::: MATERIAL FOR THIS EXERCISE :::
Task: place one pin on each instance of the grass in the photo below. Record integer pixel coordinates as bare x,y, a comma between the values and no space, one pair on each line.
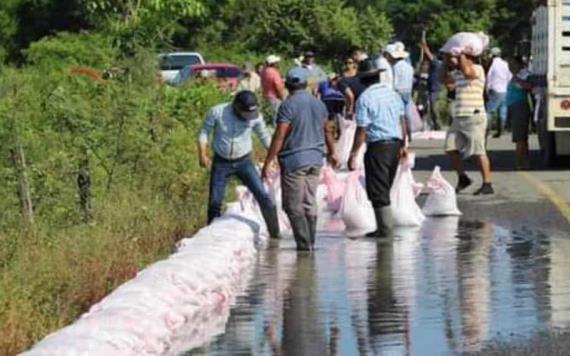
49,278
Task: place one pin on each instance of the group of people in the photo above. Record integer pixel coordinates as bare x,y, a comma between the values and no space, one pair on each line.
377,93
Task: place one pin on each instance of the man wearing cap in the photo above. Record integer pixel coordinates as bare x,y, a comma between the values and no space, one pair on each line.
250,80
299,141
316,73
232,124
381,124
403,76
498,80
272,83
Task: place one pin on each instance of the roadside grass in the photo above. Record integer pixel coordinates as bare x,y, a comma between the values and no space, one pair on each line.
54,276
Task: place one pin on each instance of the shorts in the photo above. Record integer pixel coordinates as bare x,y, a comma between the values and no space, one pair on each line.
519,115
467,135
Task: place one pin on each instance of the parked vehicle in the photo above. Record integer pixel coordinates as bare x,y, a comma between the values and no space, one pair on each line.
551,76
172,63
226,75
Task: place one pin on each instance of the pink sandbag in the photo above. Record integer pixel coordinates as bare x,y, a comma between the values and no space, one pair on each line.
466,42
403,195
356,210
335,188
441,200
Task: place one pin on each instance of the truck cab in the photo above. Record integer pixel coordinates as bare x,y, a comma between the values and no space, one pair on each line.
551,76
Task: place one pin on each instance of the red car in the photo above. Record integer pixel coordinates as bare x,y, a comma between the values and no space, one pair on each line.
227,75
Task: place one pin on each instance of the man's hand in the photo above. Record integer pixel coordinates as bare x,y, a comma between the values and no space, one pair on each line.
403,153
352,163
333,159
266,170
205,161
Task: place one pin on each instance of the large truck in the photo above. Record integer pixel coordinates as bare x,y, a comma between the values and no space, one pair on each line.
551,75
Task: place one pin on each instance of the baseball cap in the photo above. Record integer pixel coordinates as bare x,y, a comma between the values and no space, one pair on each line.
297,75
246,103
272,59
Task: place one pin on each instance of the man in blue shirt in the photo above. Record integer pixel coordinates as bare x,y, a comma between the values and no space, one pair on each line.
232,124
299,141
380,120
403,76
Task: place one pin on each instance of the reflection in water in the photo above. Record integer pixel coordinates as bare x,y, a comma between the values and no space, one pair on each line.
450,287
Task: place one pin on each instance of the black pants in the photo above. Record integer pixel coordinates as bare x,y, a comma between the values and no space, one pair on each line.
380,164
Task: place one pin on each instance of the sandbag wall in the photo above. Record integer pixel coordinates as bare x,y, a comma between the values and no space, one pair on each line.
173,305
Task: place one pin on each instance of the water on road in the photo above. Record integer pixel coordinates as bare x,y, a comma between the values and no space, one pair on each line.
453,286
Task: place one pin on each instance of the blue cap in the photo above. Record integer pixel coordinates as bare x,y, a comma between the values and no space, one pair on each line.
297,75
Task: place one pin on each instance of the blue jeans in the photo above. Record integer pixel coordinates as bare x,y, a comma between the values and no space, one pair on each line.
497,104
244,169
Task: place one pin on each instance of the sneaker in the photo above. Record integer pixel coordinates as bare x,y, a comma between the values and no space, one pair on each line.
486,189
464,182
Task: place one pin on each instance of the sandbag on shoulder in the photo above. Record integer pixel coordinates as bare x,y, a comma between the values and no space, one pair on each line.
356,210
466,42
441,200
406,211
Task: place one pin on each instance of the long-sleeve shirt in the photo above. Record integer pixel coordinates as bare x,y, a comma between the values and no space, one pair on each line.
499,76
232,135
403,77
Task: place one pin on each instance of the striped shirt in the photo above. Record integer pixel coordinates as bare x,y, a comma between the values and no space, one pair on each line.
380,109
469,93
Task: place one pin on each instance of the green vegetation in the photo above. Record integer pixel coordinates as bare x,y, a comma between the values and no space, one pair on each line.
98,159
:::
--- PROBLEM REQUIREMENTS ---
Copy out all of the data word for word. Do not carry over any picture.

--- EXERCISE OUTPUT ---
Task: place one pin on each instance of the grass in the photo below. Record integer pixel coordinates as bare x,y, a comma between the values and no space, one pair on each line.
49,278
Task: place one pin on each instance of the group of people in the photo above. Record integer pixel coordinates as bare x,y, a comma between the values and no space, one pair on each line.
377,93
Task: place one pin on each instance of the man wearing cap in the photo above. Record integer pixel coordinates as bare x,y, a comma between the values and no space, one pair on each line.
250,80
299,141
316,73
232,124
381,124
403,76
498,80
272,83
Task: place one pin on each instance of the roadside grass in the photo above. Record integer pixel coordinates as bare x,y, a comma between the values and no space, one pair on each line.
54,276
Task: place one pin on each instance of the shorts in the photo above. Record integer pixel coordinates as bare x,y, a comma between the values and no space, one pair on each line.
519,115
467,135
Task: place one pin on each instance of the parked vehicle in the photo above. Record integer pixel coordinates as bare x,y, a comma between the values and no space, one pair on each line.
551,76
172,63
226,75
Task: place one pin on each instance of the pink sandbag in the photo above. Record integer pixel coordinates as bare x,y, a comma between the values and no space, one pair on each line.
466,42
403,195
356,210
335,188
441,200
Task: place one pin on each instance of the truck cab in the photo above. Record integer pixel coordinates as bare x,y, a comma between the values and no space, one pair on each line.
551,76
Task: place one pin on each instance of the red car in the photo above. Record integer pixel coordinates as bare x,y, a comma between the values and no space, one pair on each line.
227,75
Task: place one pin on each instance of the man's hand in the photo above. Record integer pixel coordinates as bare x,y, a comma between the values and no space, one pair on each line.
403,153
352,163
333,159
266,170
205,161
Task: place one pin on each instance of the large truck in the photo above. Record integer pixel coordinates as bare x,y, a comma between the values and no space, one pair on each line.
551,75
Task: place one pin on each instance of the baseball cap in the photo above. Record integer pixel coordinates as bare x,y, a comma between the values and no space, one pair on each line.
297,75
246,103
272,59
Task: place one pin on each instance of the man in blue shirt in the photo above. Record integer pixel coordinates as bare x,y, a comma between the values and no space, one pair on each line.
232,124
299,141
380,120
403,76
Task: place one pin on each instance of the reflection in water in the photo above. Record integer pixel coordinates as bare x,y, a comma between the values and no space, one pair on each line.
450,287
Task: place one pin on each instance of the black pants in the photo above. Record integer pixel coordinates as bare x,y, a comma between the values and no space, one pair on each line.
380,164
Task: place one pin on each instance of the sandbag wall in the photo above. Record integer pixel coordinates as bare x,y, a comma between the values and no space, one pair on each line.
173,305
Task: place one pin on each instance of the water on road in the photo above. Record integer pixel coordinates as bare x,y, a comma between the values and no space, one pair on each line.
453,286
Task: place one pin on each instance of the blue cap in the photo above. Record integer pixel coordinates as bare x,y, a comma between the values and no space, one pair on each line.
297,75
Task: place one pin on each instance of the blue jeans in the photo above. Record integer pixel coordinates as bare x,y, a comma between the values and no space, one pair on each line.
497,104
244,169
Task: place one pin on each instance of the sneaker in the photo above. Record integer pixel coordinates as bare x,y, a comma between the values and no space, one pair on each line.
486,189
464,182
Task: place one pin on each instance of the sandbag on shoulder in the photo above. Record integer pixel coordinates as bare x,y, a comma between the values and no space, one pair on each line.
356,210
466,42
441,200
406,211
Task: place one pin on each instance of the long-sleeve shirt in the photo above. Record integer pixel coordinates as bare x,y, a comma between the values and no space, one pair on each line.
499,76
232,135
403,77
Task: place one pin on each instance of the striped shirt in the photo above. Record integer pixel coordinates as bare x,y, a comma between the values and no space, one pair on each line.
380,109
469,93
Task: place one pin on each instance of the green vegetation in the photo above. Record integer pixel coordinates as bare x,y, a comma between the values and no space, one pair on each line.
98,159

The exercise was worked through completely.